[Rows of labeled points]
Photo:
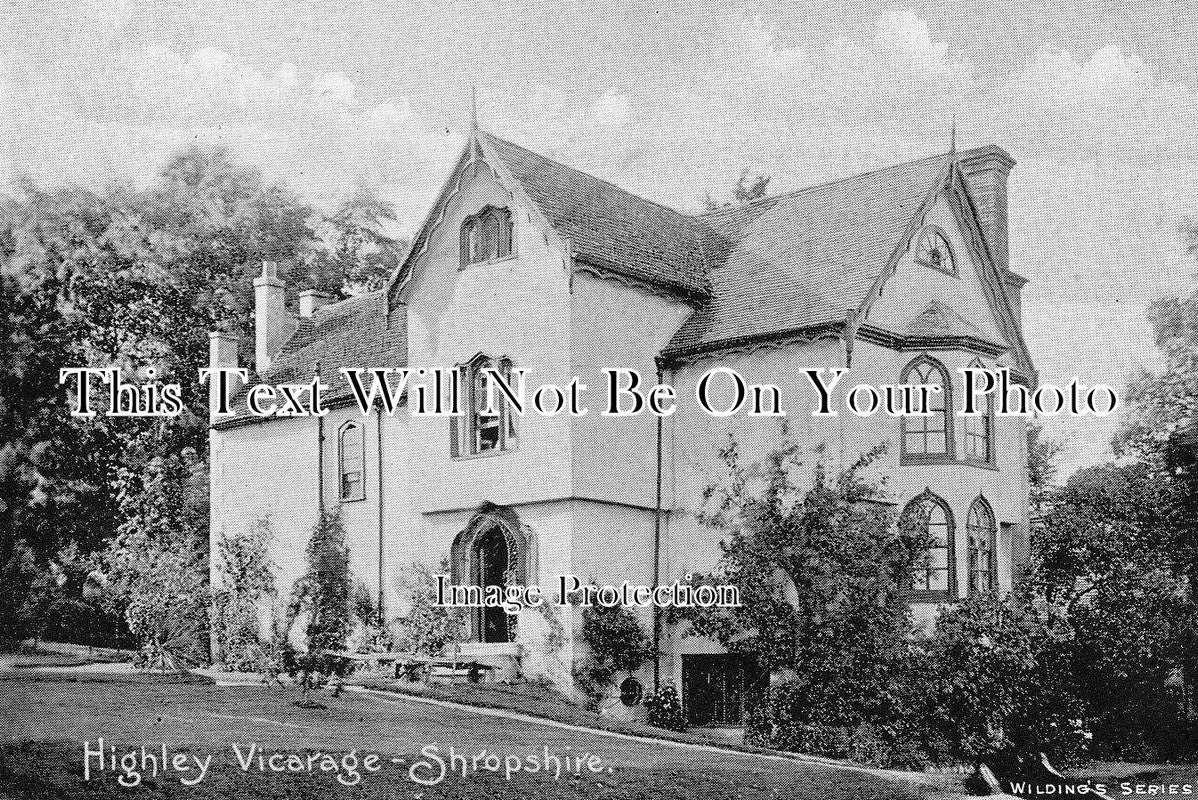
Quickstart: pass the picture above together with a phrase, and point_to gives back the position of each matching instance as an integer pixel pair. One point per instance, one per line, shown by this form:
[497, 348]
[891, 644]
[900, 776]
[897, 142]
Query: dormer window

Objective. Rewrite all the rows above with every "dormer window" swapped for "skylight" and nothing else altered. Leave the pictures out of the answer.

Full output.
Photo:
Quickstart: pass the picture above together with a phrase, and point_to gives back the position of each matching instance as an integer pixel pair. One point per instance, one per line, shown by this form:
[497, 348]
[891, 644]
[900, 776]
[897, 142]
Query: skylight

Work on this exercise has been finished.